==== DATA PROVIDED ====

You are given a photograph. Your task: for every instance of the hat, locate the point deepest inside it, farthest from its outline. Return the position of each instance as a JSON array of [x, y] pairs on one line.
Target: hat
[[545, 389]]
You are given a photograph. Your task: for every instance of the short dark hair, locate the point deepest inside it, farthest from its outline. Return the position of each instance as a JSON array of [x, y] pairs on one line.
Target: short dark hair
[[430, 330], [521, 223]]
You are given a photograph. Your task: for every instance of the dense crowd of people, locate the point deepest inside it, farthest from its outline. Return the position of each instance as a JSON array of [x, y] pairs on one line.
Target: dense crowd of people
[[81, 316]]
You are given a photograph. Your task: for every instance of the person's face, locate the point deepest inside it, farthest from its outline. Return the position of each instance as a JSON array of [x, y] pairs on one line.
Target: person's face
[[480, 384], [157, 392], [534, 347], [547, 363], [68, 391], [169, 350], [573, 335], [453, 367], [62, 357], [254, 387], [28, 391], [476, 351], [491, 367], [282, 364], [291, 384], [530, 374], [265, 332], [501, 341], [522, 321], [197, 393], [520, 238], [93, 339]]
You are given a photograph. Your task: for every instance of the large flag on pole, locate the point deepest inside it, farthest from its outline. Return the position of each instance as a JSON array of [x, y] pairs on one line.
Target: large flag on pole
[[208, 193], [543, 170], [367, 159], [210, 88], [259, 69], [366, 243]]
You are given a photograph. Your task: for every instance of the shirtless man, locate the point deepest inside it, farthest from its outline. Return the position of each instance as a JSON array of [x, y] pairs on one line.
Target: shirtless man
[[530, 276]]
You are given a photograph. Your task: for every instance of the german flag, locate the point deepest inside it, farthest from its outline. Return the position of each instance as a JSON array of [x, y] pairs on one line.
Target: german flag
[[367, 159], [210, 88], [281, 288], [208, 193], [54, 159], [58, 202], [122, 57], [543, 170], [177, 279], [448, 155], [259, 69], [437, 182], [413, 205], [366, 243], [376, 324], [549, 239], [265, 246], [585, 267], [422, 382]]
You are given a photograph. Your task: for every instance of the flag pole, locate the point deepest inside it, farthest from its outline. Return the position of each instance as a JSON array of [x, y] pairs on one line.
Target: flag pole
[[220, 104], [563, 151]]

====

▶ [WORK TO BE COMPLETED]:
Can you reproduce every one of the records above, word for word?

▶ [RESULT]:
You are given a photograph. Your task: for every instance of the hat, locate the point deepest inside it, farthest from its outline. Return the position of each instance as a JSON array of [x, y] pairs on one line.
Target: hat
[[545, 389]]
You are given a photograph. Your task: for every instance of the short dark hair, locate the point deepest inside it, farthest from its outline. Return the position of each instance as a JSON array of [x, y] pairs on one line.
Target: short dark hair
[[430, 330], [521, 223]]
You are given a photograph. Your task: for every instance of the dense crowd of people, locate the point deepest inside it, farthest from its outline. Return the position of each instance as a JSON array of [x, y] pairs on one line.
Target: dense crowd of people
[[81, 316]]
You are given a photograph. Your task: for every instance of the person's face, locate the point deepest inside it, farthest from its outline. Return the position of each instance as a JSON array of [x, y] pairs on one line.
Target: person's face
[[480, 384], [157, 392], [534, 347], [547, 363], [68, 391], [169, 350], [573, 335], [453, 367], [62, 357], [254, 387], [28, 391], [476, 351], [491, 367], [282, 364], [291, 384], [530, 374], [265, 332], [501, 341], [522, 321], [197, 393], [520, 238], [93, 339]]
You are given a photograph. Your task: for every instance of the large flag on pole, locate the point deepest inside it, farthest from its outline. Return the position of each instance as a JSON array of [x, y] pairs on one line.
Target: large flag on pole
[[208, 193], [543, 170], [367, 159], [210, 88], [259, 69], [366, 243]]
You are given a photograph. Your task: for every instance of the shirtless man, locate the point deepest inside it, farthest from its outline. Return the position of each instance as a JSON array of [x, y] pairs on one line.
Target: shirtless man
[[530, 276]]
You are given a photograph. Your task: for every instance of the german flag, locate the point deepest inside it, farthest from its outline. Return the position of each instance as a JSON array of [x, y] pairs on one line.
Target: german flag
[[367, 159], [210, 88], [281, 288], [208, 193], [54, 159], [58, 202], [122, 57], [543, 170], [177, 279], [448, 155], [259, 69], [437, 182], [413, 205], [366, 243], [376, 324], [549, 239], [265, 246], [585, 267], [422, 382]]
You are given a photograph. Your task: for every instance of the flag pole, locate the point deepest inside it, farthest from its outline. Return the position of each instance as a JSON array of [x, y] pairs on one line.
Target: flag pole
[[220, 104], [563, 151]]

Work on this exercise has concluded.